_Direction_
Copy the material below, starting with the line containing "Q: Tag each instance of the dog's black" and going on through the last line, and add 95 to every coordinate while leaving all other text unchanged.

_Record extracts_
▬▬▬▬▬▬
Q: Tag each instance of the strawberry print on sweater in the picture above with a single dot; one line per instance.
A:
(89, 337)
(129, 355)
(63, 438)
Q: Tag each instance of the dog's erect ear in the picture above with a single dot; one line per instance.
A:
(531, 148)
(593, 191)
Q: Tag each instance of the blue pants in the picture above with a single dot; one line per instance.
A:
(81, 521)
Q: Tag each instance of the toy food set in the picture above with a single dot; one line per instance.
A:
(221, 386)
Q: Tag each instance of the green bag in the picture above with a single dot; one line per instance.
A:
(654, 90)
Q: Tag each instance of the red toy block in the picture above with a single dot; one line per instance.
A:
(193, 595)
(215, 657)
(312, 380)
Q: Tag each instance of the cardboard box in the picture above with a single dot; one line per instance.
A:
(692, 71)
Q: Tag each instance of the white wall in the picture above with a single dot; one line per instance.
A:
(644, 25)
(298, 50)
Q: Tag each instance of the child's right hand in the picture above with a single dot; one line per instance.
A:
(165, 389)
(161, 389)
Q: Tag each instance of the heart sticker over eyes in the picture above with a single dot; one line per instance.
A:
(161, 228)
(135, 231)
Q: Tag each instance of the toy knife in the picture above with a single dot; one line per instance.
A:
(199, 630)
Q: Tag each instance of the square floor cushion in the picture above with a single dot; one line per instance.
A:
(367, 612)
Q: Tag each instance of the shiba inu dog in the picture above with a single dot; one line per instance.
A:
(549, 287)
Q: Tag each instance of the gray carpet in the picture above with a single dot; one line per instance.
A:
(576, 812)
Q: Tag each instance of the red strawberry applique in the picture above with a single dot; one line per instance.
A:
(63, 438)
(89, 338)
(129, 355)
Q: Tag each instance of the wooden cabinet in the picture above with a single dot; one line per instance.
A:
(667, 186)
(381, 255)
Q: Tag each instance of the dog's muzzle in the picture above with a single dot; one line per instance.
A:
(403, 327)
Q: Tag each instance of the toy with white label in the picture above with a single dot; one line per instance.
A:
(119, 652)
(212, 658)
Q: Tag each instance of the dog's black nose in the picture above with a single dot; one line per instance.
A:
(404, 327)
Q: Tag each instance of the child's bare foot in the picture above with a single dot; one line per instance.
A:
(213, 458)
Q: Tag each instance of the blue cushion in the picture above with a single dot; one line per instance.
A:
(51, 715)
▬▬▬▬▬▬
_Reply to the task_
Q: Tag each instance of the dog's black nose in the picture above with a single dot; one line per instance.
A:
(499, 422)
Q: Tag each instance of the child's bare foot in the picture above with a single dot; one line per instance.
A:
(308, 553)
Q: Tag each instance of the blue cushion in the picture above with a single dot; one line per instance.
A:
(146, 810)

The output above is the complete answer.